Type out the listing again, exactly, with every line included.

LISTED RECORDS:
•••

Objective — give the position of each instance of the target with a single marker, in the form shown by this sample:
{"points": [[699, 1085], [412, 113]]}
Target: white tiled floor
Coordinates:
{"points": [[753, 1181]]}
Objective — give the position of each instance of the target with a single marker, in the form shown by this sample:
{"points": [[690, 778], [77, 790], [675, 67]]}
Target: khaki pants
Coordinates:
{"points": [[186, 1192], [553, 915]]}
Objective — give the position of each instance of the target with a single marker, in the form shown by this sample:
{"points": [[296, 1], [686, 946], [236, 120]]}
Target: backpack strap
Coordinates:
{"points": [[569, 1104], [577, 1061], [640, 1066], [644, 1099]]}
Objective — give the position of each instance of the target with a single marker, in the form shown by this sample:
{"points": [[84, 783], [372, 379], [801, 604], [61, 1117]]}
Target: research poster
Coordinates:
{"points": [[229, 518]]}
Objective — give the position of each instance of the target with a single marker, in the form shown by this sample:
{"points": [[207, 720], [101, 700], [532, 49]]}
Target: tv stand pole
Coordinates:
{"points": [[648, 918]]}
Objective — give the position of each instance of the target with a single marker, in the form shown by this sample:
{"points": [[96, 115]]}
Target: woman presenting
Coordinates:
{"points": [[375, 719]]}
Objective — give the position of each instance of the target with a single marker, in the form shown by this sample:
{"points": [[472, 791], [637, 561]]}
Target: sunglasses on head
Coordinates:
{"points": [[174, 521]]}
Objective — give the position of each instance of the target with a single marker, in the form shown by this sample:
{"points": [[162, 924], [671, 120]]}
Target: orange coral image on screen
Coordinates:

•••

FINISHED EXERCISE:
Objective — give the position of each instance of the target with a single marker, in the form shown by this sample:
{"points": [[699, 1085], [412, 113]]}
Target: white tiled floor
Coordinates:
{"points": [[753, 1181]]}
Objective — give the position of each instance of the target with a single marker, in the form shown by this sample:
{"points": [[690, 778], [77, 790], [675, 67]]}
Target: khaki pants
Coordinates:
{"points": [[186, 1192], [553, 915]]}
Objective — give the position of each instance of the target with a single marker, in the form shown by this sample:
{"points": [[296, 1], [686, 946], [236, 120]]}
Target: backpack strap
Coordinates:
{"points": [[569, 1104], [577, 1061], [640, 1066], [644, 1099]]}
Objective — give the position of each instance of the target with a single marker, in the form shown by this sample:
{"points": [[84, 783], [372, 379], [801, 604], [61, 1117]]}
Target: research poster
Coordinates:
{"points": [[229, 518]]}
Objective — give the position of each instance of the target with a single marker, in the form shown by this sample:
{"points": [[207, 720], [101, 700], [532, 49]]}
Target: tv stand pole
Coordinates:
{"points": [[648, 918]]}
Objective — give the position of each instance of the target with a single marker, in the form shown by this sample:
{"points": [[96, 115]]}
Target: woman presenting
Coordinates:
{"points": [[375, 719]]}
Objective — give the position of each instance of the target with a single marker, in the form shown by this sample:
{"points": [[472, 791], [637, 561]]}
Target: sunglasses on head
Coordinates:
{"points": [[174, 521]]}
Objective — give the position of each instance of the target with a single marker, in the form shown by this sample:
{"points": [[162, 924], [671, 120]]}
Target: orange coral image on screen
Coordinates:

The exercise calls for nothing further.